EXERCISE INPUT:
★ ★ ★

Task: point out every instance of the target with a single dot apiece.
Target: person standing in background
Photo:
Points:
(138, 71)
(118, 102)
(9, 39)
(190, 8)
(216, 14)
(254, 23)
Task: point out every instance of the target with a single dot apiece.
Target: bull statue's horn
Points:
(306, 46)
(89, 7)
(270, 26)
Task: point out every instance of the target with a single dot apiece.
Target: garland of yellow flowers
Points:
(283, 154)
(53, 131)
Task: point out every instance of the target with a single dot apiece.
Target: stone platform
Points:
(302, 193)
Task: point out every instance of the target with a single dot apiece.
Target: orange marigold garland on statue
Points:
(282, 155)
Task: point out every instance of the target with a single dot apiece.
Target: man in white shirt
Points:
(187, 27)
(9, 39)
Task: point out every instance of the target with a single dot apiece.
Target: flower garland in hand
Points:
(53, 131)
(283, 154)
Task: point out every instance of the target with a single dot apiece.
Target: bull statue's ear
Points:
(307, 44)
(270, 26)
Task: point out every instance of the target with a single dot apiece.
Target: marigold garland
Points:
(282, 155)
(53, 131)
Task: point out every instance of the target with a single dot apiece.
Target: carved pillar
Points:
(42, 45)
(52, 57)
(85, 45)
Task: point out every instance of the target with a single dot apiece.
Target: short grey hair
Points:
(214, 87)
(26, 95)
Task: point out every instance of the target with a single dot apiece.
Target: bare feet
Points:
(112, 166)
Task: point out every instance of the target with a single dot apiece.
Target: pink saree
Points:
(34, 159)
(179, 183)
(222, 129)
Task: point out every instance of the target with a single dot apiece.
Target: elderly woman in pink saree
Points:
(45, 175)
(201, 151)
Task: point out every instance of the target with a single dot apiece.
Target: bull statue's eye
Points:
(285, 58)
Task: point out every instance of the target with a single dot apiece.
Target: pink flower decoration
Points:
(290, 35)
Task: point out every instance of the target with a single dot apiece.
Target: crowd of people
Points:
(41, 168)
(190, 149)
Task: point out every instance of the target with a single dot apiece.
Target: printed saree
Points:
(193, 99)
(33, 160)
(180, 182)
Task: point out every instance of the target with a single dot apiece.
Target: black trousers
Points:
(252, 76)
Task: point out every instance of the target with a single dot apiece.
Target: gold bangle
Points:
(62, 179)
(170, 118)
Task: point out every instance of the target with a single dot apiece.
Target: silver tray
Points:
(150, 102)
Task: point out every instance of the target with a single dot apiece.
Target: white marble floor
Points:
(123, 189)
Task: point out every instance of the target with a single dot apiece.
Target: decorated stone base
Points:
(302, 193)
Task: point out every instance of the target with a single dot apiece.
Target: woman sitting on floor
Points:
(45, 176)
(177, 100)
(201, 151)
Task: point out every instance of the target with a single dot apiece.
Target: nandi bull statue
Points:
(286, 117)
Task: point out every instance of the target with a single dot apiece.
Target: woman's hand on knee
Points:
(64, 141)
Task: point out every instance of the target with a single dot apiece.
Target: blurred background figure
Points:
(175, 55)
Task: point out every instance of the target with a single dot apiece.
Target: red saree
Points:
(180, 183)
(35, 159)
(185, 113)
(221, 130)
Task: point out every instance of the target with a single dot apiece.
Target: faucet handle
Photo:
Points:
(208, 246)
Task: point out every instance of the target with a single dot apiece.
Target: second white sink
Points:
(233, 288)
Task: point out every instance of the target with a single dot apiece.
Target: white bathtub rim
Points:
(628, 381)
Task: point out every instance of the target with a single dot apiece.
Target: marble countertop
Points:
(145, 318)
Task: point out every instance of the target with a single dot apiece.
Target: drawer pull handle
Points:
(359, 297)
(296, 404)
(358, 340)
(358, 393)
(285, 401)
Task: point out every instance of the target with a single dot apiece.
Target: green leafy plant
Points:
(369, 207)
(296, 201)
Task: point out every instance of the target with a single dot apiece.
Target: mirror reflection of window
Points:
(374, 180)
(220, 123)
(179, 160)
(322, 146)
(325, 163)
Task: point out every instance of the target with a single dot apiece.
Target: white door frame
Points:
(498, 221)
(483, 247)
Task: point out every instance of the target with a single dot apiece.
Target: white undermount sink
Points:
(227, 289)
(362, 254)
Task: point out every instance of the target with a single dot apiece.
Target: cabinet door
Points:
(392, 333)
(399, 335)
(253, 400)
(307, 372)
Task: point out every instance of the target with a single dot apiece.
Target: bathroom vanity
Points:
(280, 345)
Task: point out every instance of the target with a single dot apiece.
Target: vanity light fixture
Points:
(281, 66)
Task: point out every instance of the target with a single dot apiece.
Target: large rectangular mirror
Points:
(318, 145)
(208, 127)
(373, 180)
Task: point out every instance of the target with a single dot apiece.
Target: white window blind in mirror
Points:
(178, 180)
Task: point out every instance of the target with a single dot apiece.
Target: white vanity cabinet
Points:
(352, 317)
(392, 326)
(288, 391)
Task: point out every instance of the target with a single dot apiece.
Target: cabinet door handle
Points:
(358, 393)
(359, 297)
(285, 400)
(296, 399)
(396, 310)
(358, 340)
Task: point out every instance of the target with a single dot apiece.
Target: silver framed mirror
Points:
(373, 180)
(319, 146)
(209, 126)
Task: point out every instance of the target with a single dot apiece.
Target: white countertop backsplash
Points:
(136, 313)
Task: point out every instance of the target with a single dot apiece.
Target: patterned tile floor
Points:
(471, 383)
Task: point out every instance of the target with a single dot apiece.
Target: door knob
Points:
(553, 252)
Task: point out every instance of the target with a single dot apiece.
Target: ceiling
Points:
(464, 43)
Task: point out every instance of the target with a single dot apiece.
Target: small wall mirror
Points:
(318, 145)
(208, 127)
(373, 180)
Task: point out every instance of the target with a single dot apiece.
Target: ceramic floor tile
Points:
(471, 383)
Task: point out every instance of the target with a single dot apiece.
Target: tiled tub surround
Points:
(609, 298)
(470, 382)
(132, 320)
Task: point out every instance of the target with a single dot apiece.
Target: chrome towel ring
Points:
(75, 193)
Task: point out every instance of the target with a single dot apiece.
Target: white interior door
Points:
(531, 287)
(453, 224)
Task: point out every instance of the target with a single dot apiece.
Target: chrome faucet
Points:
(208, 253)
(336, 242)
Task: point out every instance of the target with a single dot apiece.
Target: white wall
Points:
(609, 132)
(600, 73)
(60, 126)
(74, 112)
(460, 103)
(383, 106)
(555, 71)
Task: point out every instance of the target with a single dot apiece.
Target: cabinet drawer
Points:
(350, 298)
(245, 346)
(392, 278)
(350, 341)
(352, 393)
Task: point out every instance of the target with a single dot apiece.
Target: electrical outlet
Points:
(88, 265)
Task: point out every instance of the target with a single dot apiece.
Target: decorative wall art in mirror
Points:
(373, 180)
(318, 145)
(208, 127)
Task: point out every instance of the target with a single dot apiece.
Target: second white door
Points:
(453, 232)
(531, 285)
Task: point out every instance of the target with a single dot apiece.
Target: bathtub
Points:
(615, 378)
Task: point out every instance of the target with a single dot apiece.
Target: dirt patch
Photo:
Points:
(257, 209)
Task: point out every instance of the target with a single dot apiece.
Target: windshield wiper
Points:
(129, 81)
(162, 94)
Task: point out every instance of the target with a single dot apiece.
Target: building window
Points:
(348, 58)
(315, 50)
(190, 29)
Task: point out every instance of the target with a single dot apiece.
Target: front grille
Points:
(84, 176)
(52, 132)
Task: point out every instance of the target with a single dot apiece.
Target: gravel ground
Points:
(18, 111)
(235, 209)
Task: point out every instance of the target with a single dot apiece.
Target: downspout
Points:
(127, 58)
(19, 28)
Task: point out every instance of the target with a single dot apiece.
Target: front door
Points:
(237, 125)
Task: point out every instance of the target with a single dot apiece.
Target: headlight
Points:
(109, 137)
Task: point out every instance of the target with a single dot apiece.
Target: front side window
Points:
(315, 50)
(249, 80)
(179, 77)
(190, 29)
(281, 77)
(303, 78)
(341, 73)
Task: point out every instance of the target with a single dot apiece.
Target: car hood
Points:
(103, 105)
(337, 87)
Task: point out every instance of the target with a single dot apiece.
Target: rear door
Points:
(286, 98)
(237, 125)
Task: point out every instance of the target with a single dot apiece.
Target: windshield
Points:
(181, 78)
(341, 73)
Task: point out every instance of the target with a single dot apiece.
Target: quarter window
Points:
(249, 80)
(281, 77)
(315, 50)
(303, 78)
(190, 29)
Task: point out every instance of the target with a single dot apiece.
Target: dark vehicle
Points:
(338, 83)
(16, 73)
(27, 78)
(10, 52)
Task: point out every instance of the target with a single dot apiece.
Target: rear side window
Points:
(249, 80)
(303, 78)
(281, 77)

★ ★ ★

REQUIRED ACTION: Wherever the string "garland" appears in the entries, copy that line.

ANSWER TO THIS EXERCISE:
Target: garland of yellow flowers
Target: orange marigold garland on statue
Target: flower garland in hand
Target: marigold garland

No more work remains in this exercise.